» Instructions for the task
Although the data below holds other lines too, output only those from the line with "column 136, row 288" up to and including the line with "column 252, row 64", exactly as they appear.

» Data extract

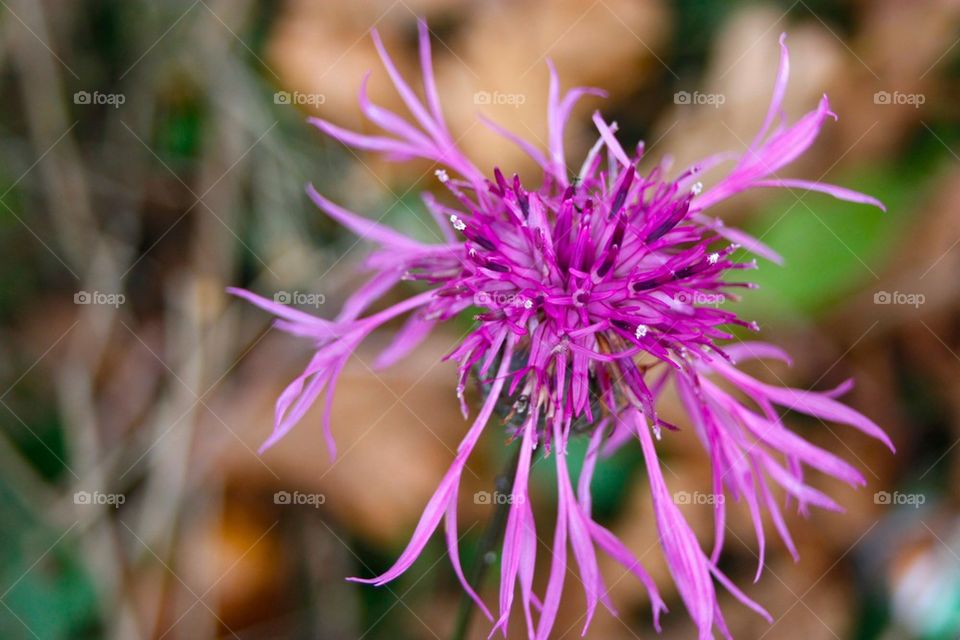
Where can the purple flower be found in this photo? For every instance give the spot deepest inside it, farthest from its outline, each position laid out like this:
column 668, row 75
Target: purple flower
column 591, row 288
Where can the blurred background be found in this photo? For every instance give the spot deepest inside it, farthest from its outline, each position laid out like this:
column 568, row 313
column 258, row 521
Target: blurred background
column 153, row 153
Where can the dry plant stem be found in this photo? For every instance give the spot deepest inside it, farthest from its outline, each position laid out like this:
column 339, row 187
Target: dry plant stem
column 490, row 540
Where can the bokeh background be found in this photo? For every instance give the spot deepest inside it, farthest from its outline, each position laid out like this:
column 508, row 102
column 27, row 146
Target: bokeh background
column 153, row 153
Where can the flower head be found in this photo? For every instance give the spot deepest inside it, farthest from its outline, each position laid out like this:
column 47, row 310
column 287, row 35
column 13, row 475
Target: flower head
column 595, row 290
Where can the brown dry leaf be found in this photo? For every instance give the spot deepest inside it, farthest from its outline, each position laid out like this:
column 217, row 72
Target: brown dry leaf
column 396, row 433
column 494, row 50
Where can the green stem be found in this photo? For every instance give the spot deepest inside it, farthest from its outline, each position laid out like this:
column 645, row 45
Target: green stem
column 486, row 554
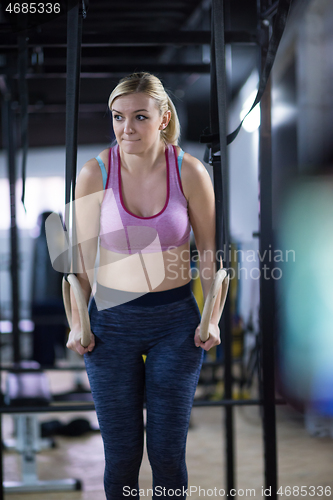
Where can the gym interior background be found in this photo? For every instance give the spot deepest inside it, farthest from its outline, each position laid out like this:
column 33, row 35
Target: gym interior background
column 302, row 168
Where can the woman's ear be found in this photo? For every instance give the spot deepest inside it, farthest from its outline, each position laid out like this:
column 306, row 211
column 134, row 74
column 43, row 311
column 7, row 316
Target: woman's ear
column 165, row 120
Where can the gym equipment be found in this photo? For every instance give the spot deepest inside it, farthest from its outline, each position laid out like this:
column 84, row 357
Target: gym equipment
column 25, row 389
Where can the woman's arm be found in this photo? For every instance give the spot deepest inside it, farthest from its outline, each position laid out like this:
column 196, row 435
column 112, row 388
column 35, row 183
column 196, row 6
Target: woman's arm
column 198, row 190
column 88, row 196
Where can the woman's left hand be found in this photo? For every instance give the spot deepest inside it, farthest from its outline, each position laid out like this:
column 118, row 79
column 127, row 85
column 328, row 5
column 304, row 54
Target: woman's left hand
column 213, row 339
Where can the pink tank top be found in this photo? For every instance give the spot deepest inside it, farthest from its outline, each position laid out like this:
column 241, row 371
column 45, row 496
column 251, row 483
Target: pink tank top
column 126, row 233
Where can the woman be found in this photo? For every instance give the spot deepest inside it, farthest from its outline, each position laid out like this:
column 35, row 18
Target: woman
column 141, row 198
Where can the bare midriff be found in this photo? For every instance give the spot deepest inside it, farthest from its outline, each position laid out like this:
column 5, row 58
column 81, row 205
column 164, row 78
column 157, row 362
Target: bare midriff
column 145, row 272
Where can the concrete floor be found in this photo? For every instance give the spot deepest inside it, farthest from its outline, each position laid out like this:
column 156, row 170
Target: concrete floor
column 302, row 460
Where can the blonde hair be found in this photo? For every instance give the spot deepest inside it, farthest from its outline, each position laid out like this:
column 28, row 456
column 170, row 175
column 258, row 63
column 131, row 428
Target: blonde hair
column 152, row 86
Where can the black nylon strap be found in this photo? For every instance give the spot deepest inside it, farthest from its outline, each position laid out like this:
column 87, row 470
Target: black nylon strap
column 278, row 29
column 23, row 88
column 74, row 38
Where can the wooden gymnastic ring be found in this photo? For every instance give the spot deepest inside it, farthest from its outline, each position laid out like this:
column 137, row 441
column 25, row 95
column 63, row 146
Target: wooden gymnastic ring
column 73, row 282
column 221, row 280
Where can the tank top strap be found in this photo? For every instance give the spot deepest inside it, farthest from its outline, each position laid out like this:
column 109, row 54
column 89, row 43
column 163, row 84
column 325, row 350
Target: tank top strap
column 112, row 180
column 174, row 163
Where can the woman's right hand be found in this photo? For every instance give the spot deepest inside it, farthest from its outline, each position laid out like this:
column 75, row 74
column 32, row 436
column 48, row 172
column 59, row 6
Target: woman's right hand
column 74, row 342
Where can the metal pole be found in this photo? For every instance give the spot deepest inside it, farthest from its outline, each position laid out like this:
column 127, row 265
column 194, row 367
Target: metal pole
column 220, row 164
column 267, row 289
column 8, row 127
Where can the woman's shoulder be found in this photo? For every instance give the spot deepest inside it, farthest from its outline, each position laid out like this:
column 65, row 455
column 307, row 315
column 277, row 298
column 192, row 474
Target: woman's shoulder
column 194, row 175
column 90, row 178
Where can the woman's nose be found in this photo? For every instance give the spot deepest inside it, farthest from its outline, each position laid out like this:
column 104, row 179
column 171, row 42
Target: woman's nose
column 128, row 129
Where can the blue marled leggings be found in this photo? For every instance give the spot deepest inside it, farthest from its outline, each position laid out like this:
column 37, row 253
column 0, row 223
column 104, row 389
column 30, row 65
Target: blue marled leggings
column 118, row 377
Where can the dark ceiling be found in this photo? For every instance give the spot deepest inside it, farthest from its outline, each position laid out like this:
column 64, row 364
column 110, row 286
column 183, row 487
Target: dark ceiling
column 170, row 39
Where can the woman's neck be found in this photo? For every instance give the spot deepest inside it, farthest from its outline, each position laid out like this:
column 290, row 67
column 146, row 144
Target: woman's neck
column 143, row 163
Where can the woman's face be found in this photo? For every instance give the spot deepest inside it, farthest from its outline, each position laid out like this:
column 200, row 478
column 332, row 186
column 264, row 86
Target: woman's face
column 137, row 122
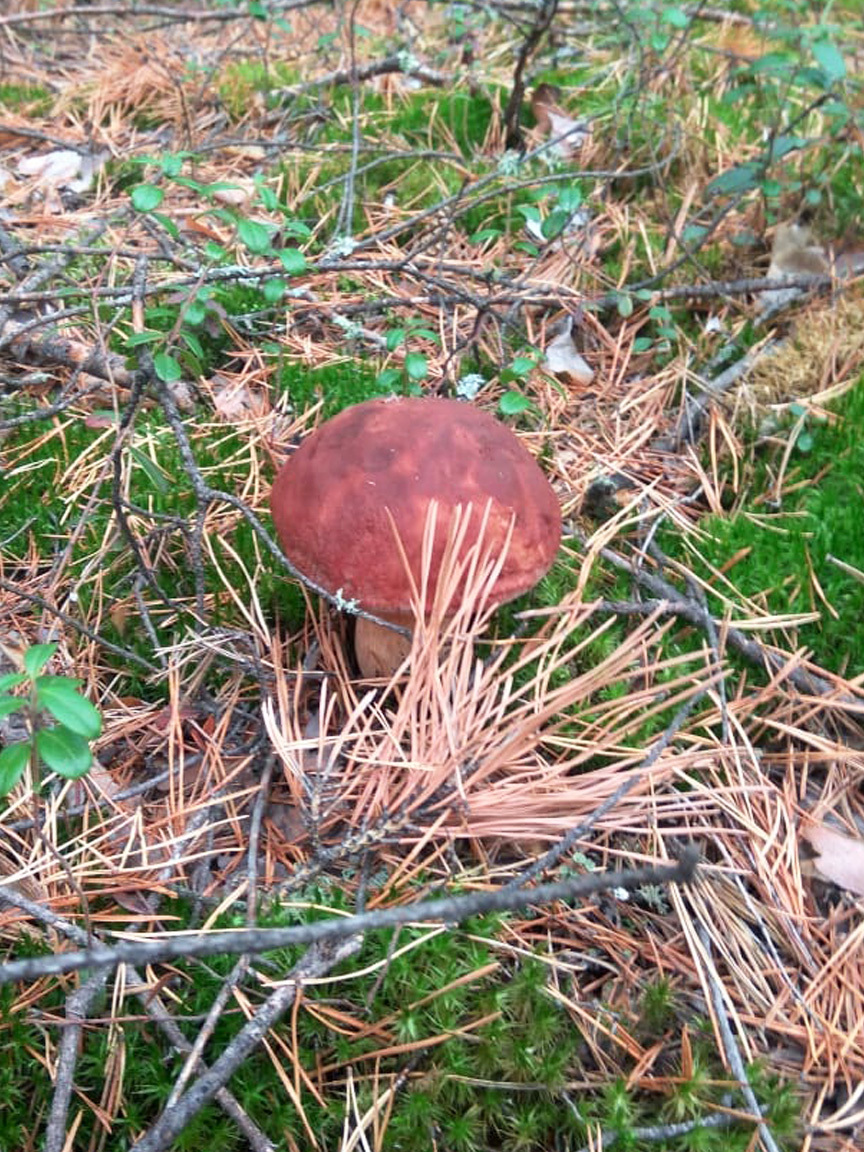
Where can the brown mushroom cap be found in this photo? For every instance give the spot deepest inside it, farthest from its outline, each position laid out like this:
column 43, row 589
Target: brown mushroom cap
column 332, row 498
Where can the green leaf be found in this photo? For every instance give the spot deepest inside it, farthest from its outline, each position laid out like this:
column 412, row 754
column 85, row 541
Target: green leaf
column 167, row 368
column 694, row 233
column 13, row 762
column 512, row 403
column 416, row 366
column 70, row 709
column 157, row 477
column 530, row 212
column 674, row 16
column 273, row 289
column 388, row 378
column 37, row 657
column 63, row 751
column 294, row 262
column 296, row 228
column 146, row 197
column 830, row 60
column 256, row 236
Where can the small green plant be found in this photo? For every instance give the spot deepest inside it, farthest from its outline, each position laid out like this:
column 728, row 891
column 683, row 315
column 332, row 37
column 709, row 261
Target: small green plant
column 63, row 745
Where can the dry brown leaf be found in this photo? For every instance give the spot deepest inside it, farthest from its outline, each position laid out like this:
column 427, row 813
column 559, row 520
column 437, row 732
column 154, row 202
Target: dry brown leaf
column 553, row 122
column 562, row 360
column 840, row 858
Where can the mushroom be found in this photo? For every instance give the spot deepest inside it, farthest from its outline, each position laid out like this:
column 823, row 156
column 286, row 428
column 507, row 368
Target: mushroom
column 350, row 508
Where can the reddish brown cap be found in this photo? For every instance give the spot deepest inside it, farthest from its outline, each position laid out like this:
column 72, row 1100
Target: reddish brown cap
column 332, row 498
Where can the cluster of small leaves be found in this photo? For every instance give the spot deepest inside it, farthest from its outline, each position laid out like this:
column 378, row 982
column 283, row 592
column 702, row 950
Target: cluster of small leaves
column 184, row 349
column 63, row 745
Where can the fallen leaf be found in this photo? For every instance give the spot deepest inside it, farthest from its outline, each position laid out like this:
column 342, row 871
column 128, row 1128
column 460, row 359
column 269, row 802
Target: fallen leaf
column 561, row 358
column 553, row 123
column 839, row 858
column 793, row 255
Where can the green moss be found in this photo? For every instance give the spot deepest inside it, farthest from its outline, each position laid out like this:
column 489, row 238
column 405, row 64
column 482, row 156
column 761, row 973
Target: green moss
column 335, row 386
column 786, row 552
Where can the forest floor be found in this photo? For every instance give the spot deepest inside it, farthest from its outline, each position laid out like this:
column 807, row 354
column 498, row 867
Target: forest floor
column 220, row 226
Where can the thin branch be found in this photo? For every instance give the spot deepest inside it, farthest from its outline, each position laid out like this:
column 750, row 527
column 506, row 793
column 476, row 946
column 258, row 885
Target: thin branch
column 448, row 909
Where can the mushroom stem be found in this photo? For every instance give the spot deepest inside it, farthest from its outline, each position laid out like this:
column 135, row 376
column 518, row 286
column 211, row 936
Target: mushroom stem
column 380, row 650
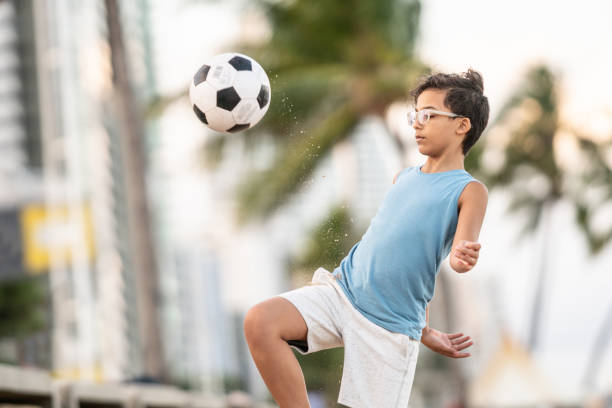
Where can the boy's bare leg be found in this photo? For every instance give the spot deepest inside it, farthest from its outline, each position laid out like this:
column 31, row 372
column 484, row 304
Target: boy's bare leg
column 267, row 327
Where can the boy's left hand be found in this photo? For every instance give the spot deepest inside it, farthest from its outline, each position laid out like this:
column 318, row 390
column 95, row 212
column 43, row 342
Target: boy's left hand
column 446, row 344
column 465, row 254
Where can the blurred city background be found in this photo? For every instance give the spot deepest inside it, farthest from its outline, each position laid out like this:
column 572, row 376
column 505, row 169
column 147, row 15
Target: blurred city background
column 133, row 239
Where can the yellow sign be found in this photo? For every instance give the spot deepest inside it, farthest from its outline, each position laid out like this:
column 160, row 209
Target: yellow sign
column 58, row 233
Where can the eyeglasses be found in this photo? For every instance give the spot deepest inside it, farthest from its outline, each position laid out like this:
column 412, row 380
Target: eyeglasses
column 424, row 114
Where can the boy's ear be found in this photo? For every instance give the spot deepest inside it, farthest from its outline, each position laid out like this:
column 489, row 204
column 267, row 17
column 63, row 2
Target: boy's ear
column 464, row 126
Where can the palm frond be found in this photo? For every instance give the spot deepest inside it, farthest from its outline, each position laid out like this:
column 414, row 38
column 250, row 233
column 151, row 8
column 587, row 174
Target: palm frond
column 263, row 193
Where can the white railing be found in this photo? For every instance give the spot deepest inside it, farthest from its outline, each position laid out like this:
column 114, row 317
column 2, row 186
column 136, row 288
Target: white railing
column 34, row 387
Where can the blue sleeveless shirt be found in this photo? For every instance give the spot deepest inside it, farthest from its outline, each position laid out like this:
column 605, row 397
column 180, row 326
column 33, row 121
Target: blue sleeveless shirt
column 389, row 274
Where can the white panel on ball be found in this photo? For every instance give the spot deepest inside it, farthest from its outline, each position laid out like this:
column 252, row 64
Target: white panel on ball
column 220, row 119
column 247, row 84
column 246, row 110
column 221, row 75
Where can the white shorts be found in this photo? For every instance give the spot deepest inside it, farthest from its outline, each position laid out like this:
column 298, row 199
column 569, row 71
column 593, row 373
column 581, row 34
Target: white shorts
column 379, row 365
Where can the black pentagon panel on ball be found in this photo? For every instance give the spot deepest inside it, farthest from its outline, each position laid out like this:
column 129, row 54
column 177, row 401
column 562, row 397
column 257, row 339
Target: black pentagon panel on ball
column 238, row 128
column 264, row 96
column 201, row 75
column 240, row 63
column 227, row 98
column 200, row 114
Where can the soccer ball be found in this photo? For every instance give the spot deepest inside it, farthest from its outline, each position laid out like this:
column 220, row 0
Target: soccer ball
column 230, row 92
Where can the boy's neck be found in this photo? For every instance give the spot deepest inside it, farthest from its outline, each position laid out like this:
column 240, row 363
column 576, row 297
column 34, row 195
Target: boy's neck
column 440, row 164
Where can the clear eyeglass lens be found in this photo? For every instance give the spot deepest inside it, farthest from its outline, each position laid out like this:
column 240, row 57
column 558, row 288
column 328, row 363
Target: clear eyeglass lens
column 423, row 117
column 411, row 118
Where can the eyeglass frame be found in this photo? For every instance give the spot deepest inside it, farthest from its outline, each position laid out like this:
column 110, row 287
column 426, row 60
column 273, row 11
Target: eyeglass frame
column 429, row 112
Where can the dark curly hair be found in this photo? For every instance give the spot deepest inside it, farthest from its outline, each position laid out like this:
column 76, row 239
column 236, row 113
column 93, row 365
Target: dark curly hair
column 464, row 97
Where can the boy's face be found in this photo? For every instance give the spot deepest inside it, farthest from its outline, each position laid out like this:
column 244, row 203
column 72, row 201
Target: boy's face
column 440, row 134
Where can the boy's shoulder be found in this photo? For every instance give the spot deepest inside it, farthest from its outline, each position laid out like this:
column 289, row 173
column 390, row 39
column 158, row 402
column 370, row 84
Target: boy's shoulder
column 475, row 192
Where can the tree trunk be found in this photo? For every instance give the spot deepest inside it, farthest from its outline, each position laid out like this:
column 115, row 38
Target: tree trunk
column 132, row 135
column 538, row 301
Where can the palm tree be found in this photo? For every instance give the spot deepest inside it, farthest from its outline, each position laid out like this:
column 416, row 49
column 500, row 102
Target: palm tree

» Exercise solution
column 136, row 288
Target: white railing
column 34, row 387
Where can the blue sleeveless shirt be found in this photo? For every instance give the spot deepest inside it, farthest from its outline, each position laid out like this:
column 605, row 397
column 180, row 326
column 33, row 121
Target: blue sleeveless shirt
column 389, row 274
Where can the white panel on ball be found in this photo? For every instance give the spot deepest inside it, farthest from its outline, each position laid out like this:
column 252, row 64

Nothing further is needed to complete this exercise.